Text zur Prüfung:
>>
Das hat die Kampagne in 100 Tagen öffentlich gemacht
So schreibt ein Betroffener unter dem Nickname „mika“: „Ein Kunde schlug mir einen ganzen Stapel meiner Akten gegen den Kopf, weil ich seine Leistungen nach dem SGB II nicht auszahlen durfte. Anschließend schlug er mit der Faust nach mir – ich lag bereits am Boden. Ich musste leider privatrechtlich gegen den Kunden vorgehen. Es gab eine Verhandlung, doch die Sache wurde eingestellt. Einige Jahre später erkrankte ich vermutlich aufgrund des Vorfalles erneut und bin knapp ein Jahr ausgefallen. Hilfe? Fehlanzeige!“
100 Tage nach dem Start der Kampagne „Gefahrenzone Öffentlichen Dienst“ ist vieles passiert. Über einen eigenen Twitter-Account wird jeder neue Übergriff aus der Zeitleiste öffentlich gemacht und weitere aktuelle Infos zum Thema verbreitet. Zwei Umfragen, an denen sich insgesamt beinahe 1.000 Beschäftigte aus dem Öffentlichen Dienst im gesamten Bundesgebiet beteiligt haben, zeigt den Ernst der Lage. „Beinahe die Hälfte der Beschäftigten hat bereits selbst Übergriffe erlebt. Und in der zweiten Umfrage berichtet die Hälfte der Teilnehmer darüber, dass sich in Notsituationen zwar die Kollegen untereinander helfen, es aber keine festen Notfallabläufe gibt“, fasst Jano Hillnhütter die Ergebnisse zusammen.
„Es besteht also offenkundig dringender Handlungsbedarf“, so Hillnhütter weiter. In manchen Kommunen habe man zwar beispielsweise Grundsatzerklärungen gegen Gewalt verabschiedet und diese auch über die Medien bekannt gegeben. Doch die Mitarbeiter vor Ort wissen zu berichten, dass diese nur auf dem Papier existieren und keine Relevanz für die tägliche Arbeit hätten. Auch Selbstverteidigungstrainings für die Mitarbeiter brachten einer Kommune zwar einen guten Ruf ein, werden tatsächlich jedoch von den Beschäftigten selbst in Sportvereinen organisiert und angeboten.
<<
Aufgaben:
1) Stimmen die folgenden Aussagen mit dem Text über die Kampagne überein? Antworten Sie jeweils mit Ja oder Nein und zitieren Sie die entscheidenden Worte aus dem Text. (a) Fast die Hälfte der Beschäftigten war schon selbst von Übergriffen betroffen. (b) An den beiden Umfragen haben über 2.000 Beschäftigte teilgenommen. (c) Die Selbstverteidigungstrainings organisiert die Kommune selbst.
2) Warum schlug der Kunde laut dem Text über die Kampagne mit einem Stapel Akten zu?
3) Nennen Sie alle Ereignisse, die mika im Text über die Kampagne zwischen „ich lag bereits am Boden“ und „Hilfe? Fehlanzeige!“ schildert, in der Reihenfolge des Textes.

(Gesammelte Dateneinträge)
>>
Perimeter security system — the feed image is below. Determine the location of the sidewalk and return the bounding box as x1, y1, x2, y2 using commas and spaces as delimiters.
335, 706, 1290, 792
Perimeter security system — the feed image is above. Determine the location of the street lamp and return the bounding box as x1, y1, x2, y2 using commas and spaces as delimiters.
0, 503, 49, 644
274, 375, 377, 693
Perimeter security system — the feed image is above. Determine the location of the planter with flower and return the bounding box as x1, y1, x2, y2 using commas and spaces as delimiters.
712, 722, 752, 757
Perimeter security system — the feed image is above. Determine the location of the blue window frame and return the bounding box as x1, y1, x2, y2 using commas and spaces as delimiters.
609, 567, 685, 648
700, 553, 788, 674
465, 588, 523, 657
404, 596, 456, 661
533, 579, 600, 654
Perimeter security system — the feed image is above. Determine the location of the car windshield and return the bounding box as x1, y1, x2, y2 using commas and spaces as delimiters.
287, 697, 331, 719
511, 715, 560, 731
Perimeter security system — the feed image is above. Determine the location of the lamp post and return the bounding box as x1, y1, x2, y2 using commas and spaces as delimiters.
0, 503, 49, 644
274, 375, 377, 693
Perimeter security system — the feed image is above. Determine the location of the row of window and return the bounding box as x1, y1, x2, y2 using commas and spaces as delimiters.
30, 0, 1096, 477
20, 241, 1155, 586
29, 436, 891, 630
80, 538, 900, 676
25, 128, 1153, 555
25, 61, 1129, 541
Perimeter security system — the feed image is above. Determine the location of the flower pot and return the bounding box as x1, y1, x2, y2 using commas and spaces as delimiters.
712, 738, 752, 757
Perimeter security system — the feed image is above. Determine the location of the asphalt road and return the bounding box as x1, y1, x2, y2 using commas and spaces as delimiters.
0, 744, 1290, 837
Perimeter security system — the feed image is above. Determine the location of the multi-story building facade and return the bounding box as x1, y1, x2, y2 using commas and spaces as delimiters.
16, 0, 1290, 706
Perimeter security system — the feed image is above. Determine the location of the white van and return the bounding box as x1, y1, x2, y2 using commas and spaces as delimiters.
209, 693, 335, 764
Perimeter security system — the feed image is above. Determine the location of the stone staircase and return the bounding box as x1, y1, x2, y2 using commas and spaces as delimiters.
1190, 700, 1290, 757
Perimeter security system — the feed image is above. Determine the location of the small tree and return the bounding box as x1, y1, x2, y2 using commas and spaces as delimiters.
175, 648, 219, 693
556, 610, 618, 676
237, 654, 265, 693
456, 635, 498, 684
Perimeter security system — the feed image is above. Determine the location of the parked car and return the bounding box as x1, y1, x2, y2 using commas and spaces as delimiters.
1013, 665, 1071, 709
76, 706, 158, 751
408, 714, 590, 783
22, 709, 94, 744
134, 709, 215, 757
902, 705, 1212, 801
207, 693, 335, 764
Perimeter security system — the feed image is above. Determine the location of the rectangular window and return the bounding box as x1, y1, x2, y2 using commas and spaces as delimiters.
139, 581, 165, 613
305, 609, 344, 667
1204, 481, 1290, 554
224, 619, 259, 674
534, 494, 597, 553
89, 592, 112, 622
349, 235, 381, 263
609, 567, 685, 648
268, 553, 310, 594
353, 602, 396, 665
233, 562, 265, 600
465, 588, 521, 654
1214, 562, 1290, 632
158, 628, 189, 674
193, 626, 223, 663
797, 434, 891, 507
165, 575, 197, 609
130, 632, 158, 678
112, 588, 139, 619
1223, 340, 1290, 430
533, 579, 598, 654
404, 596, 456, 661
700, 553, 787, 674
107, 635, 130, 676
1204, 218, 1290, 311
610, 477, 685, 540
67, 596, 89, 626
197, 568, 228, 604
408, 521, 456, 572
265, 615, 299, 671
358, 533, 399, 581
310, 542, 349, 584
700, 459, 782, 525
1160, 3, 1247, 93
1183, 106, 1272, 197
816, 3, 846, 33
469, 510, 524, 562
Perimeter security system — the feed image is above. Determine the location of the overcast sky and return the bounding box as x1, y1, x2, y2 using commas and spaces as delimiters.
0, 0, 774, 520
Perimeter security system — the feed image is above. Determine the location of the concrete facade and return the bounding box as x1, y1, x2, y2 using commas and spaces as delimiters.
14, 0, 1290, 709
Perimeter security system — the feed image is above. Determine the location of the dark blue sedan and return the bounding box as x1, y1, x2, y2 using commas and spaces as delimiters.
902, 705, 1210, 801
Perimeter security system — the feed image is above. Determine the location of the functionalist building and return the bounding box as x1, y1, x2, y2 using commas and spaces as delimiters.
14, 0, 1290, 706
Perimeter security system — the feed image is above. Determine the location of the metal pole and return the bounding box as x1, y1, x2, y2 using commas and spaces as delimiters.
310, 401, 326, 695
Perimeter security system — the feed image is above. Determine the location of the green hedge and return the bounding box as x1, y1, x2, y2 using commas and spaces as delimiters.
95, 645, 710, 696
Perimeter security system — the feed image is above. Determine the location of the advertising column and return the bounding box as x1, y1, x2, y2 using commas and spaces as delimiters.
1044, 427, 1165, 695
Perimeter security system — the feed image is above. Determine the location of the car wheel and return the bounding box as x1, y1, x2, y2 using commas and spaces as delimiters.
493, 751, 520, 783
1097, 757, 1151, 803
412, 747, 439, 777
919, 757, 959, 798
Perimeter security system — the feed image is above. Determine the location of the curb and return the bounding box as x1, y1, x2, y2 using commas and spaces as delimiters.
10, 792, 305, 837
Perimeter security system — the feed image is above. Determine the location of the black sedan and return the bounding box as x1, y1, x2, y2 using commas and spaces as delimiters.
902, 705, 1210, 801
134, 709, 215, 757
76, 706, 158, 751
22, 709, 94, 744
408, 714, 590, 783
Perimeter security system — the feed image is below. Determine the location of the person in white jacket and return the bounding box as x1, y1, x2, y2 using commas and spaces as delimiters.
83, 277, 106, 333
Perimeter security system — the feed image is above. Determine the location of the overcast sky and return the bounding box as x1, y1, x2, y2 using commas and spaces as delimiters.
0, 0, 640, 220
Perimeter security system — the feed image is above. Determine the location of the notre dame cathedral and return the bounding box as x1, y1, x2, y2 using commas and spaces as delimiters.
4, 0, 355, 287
<<
Lösungen:
1)
(a) Ja: „Beinahe die Hälfte der Beschäftigten hat bereits selbst Übergriffe erlebt.“
(b) Nein: „an denen sich insgesamt beinahe 1.000 Beschäftigte aus dem Öffentlichen Dienst im gesamten Bundesgebiet beteiligt haben“
(c) Nein: „werden tatsächlich jedoch von den Beschäftigten selbst in Sportvereinen organisiert und angeboten“

2) Der Kunde schlug zu, weil mika ihm seine Leistungen nach dem SGB II nicht auszahlen durfte.

3)
1. Privatrechtliches Vorgehen gegen den Kunden
2. Eine Verhandlung
3. Einstellung der Sache
4. Einige Jahre später erneute Erkrankung, vermutlich aufgrund des Vorfalles
5. Ausfall für knapp ein Jahr